PROBLEM:
Print the rows below verbatim, everything from the line containing "query | stone cornice" down to the line containing "<point>61,225</point>", with both of those lines included.

Entries from a point annotation set
───

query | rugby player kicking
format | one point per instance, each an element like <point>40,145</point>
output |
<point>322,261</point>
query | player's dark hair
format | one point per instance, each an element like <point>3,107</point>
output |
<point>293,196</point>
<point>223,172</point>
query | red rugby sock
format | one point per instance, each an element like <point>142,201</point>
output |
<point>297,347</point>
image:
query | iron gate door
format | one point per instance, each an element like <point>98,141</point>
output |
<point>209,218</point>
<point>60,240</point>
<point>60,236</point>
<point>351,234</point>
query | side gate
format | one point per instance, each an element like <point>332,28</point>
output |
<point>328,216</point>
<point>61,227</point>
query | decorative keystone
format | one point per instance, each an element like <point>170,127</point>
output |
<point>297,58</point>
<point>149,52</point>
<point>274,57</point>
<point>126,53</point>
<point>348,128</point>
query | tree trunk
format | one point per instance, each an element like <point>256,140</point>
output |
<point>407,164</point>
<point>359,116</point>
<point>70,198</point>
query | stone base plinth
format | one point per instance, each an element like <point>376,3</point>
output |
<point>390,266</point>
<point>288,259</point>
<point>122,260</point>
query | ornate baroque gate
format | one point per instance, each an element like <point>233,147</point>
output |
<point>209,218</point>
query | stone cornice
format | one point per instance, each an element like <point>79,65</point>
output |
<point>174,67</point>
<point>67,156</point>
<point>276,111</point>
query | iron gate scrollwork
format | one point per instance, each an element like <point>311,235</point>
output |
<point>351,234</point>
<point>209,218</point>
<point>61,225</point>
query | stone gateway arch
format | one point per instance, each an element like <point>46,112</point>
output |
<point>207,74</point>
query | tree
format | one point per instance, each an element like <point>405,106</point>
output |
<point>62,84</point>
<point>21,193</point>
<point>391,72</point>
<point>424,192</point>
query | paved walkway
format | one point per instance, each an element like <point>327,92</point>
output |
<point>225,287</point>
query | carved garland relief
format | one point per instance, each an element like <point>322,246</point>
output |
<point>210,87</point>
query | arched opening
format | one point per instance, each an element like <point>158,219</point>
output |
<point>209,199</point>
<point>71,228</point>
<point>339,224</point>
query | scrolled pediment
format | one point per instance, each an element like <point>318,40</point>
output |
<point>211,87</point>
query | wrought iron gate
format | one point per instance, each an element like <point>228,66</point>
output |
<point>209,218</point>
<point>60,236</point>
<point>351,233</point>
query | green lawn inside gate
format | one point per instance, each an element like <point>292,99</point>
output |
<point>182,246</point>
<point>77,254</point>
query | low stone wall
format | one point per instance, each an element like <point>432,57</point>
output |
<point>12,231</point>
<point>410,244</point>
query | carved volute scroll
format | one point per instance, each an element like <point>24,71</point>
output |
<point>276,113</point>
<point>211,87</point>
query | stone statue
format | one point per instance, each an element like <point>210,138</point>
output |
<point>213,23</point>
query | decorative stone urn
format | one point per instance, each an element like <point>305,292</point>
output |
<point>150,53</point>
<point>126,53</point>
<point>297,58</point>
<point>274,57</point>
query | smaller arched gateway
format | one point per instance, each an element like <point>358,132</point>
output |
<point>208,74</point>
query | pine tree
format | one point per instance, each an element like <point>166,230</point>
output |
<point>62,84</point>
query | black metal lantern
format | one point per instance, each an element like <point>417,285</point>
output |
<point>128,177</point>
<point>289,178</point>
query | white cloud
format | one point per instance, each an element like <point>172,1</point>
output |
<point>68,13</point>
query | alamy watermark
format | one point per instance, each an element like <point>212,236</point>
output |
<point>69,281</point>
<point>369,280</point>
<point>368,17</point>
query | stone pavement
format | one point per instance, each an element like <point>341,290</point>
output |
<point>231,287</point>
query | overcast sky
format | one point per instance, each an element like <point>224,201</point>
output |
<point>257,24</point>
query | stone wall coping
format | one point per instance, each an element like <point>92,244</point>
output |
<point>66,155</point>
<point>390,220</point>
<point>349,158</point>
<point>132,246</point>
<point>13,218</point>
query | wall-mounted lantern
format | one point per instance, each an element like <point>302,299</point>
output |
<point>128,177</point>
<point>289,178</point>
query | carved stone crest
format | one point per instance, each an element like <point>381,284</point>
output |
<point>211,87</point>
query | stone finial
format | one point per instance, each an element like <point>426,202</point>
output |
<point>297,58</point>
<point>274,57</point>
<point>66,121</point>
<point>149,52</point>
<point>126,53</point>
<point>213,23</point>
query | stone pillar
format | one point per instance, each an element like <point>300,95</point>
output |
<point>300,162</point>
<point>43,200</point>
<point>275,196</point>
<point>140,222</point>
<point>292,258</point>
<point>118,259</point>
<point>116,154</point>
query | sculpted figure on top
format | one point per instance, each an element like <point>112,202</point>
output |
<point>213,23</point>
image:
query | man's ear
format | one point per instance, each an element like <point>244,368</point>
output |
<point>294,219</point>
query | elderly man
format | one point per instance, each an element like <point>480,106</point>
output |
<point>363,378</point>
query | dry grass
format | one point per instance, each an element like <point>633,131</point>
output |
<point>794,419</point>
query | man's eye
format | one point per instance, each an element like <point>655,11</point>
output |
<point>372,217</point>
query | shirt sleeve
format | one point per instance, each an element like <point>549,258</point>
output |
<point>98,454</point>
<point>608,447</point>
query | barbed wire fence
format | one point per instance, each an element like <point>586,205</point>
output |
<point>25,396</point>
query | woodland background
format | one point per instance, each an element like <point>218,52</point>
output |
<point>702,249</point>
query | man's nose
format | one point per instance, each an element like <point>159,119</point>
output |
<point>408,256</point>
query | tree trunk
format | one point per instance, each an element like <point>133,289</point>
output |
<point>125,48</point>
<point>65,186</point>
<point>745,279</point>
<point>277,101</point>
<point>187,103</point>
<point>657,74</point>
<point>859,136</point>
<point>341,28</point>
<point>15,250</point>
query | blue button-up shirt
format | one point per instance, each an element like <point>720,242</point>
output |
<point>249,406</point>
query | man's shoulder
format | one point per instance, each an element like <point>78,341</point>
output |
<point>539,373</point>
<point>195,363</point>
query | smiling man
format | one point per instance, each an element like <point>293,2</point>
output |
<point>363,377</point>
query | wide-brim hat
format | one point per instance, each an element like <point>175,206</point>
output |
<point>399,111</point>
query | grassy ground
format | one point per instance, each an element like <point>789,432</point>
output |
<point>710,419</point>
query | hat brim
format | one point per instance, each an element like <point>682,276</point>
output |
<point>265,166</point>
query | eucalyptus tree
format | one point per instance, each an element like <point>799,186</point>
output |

───

WRITTEN ANSWER:
query | stone cornice
format | one point per instance, each an element like <point>79,65</point>
output |
<point>174,67</point>
<point>67,156</point>
<point>276,111</point>
query | iron gate scrollwork
format | one point per instance, each an element like <point>311,235</point>
output |
<point>351,234</point>
<point>209,218</point>
<point>61,225</point>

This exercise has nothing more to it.